__WHAT YOU SHOULD DO__
Rewrite the lines below as a numbered list, leaving out any blank lines. Include only the lines from the one containing "each like (301,383)." through the last line, inclusive.

(Coordinate annotation entries)
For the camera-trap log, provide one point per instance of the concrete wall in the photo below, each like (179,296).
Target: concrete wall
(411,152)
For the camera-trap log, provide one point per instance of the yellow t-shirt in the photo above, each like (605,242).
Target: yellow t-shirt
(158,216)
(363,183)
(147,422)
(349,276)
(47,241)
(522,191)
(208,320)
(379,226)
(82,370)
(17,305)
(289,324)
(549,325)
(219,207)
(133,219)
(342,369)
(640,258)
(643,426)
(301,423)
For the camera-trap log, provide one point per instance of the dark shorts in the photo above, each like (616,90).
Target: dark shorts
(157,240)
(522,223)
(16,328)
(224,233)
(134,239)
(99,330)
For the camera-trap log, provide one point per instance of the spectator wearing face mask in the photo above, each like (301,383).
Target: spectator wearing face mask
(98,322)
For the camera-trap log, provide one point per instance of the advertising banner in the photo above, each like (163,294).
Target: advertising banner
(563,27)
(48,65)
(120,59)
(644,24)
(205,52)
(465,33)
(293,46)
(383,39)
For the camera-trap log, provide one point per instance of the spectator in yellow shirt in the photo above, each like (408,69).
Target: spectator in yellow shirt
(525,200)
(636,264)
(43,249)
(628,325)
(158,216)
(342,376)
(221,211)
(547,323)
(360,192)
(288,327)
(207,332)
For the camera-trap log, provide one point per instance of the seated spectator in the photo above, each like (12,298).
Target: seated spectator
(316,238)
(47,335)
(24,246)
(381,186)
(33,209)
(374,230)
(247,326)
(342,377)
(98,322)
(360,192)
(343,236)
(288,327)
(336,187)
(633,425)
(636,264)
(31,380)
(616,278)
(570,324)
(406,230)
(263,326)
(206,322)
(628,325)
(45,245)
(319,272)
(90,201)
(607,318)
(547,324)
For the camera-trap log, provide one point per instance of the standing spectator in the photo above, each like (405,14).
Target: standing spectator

__FINISHED EXERCISE__
1. For the camera-trap log, provide one point per instance of the spectator wearing face mask in the photo above, each like (301,383).
2. Target: spectator wearing face mask
3. (98,322)
4. For the camera-trap log, provide one point per instance of the advertising banner in the photo above, each like (163,294).
5. Target: advertising banner
6. (563,27)
7. (48,65)
8. (120,59)
9. (644,24)
10. (205,52)
11. (465,33)
12. (293,46)
13. (383,39)
14. For the camera-trap log, provide one point per instance of the spectator in yellow shirt in the photo above, each like (408,69).
15. Target: spectator in yellow shirt
16. (525,200)
17. (636,264)
18. (43,249)
19. (628,325)
20. (158,216)
21. (342,376)
22. (221,211)
23. (547,323)
24. (360,192)
25. (288,327)
26. (207,332)
27. For the camera-trap log, provide one point per instance of the seated spectator in the photo above, each like (12,298).
28. Target: seated spectator
29. (316,238)
30. (47,335)
31. (24,246)
32. (381,186)
33. (33,209)
34. (374,230)
35. (247,326)
36. (342,377)
37. (98,322)
38. (360,192)
39. (343,236)
40. (288,327)
41. (336,187)
42. (633,425)
43. (636,264)
44. (31,380)
45. (616,278)
46. (570,324)
47. (406,230)
48. (263,326)
49. (206,322)
50. (628,325)
51. (45,245)
52. (319,272)
53. (90,201)
54. (607,318)
55. (547,324)
56. For the camera-trap log, provide one point per instance of the standing spectator in the photo above, each like (405,14).
57. Target: standing spectator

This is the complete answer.